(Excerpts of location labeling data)
%%

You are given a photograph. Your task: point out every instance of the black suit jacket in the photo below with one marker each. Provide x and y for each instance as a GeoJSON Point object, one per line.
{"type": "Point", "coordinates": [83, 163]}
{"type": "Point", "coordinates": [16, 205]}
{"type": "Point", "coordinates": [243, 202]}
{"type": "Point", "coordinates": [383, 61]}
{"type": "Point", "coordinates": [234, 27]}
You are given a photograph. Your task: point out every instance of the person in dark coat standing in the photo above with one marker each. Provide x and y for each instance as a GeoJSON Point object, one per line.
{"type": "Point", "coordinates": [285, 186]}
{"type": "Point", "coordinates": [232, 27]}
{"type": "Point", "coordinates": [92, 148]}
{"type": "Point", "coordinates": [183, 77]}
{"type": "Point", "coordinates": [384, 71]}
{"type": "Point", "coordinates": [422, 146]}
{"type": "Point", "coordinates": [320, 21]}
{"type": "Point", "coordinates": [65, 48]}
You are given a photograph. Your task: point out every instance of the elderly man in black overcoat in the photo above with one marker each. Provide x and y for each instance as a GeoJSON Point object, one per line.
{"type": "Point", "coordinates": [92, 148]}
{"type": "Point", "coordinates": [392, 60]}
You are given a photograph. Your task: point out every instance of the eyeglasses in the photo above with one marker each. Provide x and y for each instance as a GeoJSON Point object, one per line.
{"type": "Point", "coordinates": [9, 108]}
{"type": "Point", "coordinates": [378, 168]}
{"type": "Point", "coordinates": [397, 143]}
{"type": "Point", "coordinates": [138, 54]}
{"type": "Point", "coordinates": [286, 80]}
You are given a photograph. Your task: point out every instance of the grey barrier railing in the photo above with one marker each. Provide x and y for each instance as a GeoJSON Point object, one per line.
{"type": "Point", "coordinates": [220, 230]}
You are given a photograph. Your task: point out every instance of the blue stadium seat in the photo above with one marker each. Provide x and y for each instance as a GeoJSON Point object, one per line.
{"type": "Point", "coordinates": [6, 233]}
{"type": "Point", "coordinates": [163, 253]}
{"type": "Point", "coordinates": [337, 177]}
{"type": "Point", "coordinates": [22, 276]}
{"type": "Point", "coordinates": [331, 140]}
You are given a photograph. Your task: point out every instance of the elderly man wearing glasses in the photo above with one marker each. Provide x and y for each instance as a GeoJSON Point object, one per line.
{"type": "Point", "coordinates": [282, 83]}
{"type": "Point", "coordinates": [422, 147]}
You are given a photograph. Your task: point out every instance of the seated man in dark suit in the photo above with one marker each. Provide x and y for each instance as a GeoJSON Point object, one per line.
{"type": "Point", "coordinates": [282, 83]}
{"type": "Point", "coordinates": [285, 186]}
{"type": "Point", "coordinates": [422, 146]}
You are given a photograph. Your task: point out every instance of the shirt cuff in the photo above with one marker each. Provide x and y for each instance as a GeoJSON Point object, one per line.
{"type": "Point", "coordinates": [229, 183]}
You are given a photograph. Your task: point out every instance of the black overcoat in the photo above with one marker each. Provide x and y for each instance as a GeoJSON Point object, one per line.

%%

◆ Directive ◆
Retype all the records, matching them exactly.

◆ Output ◆
You are given a photograph. Your task: point out every instance of the black suit jacket in the photo below with one marker each. Provide x and y for each instance as a GeoJSON Point object, one per line.
{"type": "Point", "coordinates": [83, 163]}
{"type": "Point", "coordinates": [16, 205]}
{"type": "Point", "coordinates": [243, 202]}
{"type": "Point", "coordinates": [383, 61]}
{"type": "Point", "coordinates": [234, 27]}
You are given a photograph. Your task: point out every instance of the person in dark coat standing in the photo above with one marker each. Provide x and y for each instance as a GeoJSON Point object, one per line.
{"type": "Point", "coordinates": [285, 186]}
{"type": "Point", "coordinates": [232, 27]}
{"type": "Point", "coordinates": [92, 148]}
{"type": "Point", "coordinates": [183, 77]}
{"type": "Point", "coordinates": [384, 71]}
{"type": "Point", "coordinates": [422, 146]}
{"type": "Point", "coordinates": [320, 21]}
{"type": "Point", "coordinates": [65, 48]}
You are given a photograph. Your task: point out every instance of the elderly man in black overcoat in the photo above with one marker each. Provide x and y for each instance as a GeoJSON Point object, one per line.
{"type": "Point", "coordinates": [92, 148]}
{"type": "Point", "coordinates": [392, 60]}
You are given a photograph. Your task: point out every instance of the eyeglasses in the photo above with one marker each. Provide x and y for each instance as a GeoJSON Point object, one per line.
{"type": "Point", "coordinates": [9, 108]}
{"type": "Point", "coordinates": [378, 168]}
{"type": "Point", "coordinates": [397, 143]}
{"type": "Point", "coordinates": [138, 54]}
{"type": "Point", "coordinates": [286, 80]}
You are given a photograph. Your task: point out every instance of the grey barrier railing in the photo above with one marker each. Provide x and y for each instance as a GeoJSON Point object, one per line.
{"type": "Point", "coordinates": [220, 230]}
You are given a photograph. Your task: point out every instance of the blue stadium seat in the photo above with one marker each. Provide x and y for each instance as a GeoJSON Point object, one per line.
{"type": "Point", "coordinates": [6, 233]}
{"type": "Point", "coordinates": [163, 253]}
{"type": "Point", "coordinates": [337, 177]}
{"type": "Point", "coordinates": [22, 276]}
{"type": "Point", "coordinates": [331, 140]}
You are given a photograph. Your task: point out every instance of the elderly man wearing glasses in the photo above with one marker each. Provide x and y for each instance as a GeoJSON Point object, one per line.
{"type": "Point", "coordinates": [282, 83]}
{"type": "Point", "coordinates": [422, 147]}
You are given a photograph. Your task: point out every instance of the seated man in dark suit in the photo above with one marker each. Provide x and y for each instance as a GeoJSON Point object, one per line.
{"type": "Point", "coordinates": [282, 83]}
{"type": "Point", "coordinates": [285, 186]}
{"type": "Point", "coordinates": [422, 146]}
You are given a photograph. Your task: point out every instance of the shirt cuff in the photo above with one marker each. Provide x and y for each instance as a GeoJSON Point object, one per line.
{"type": "Point", "coordinates": [229, 183]}
You are given a photograph. Your task: point out every instance of the black overcoat in the photo above with one marker each. Provide x and y for each instance as a GeoJSON Point object, one per line.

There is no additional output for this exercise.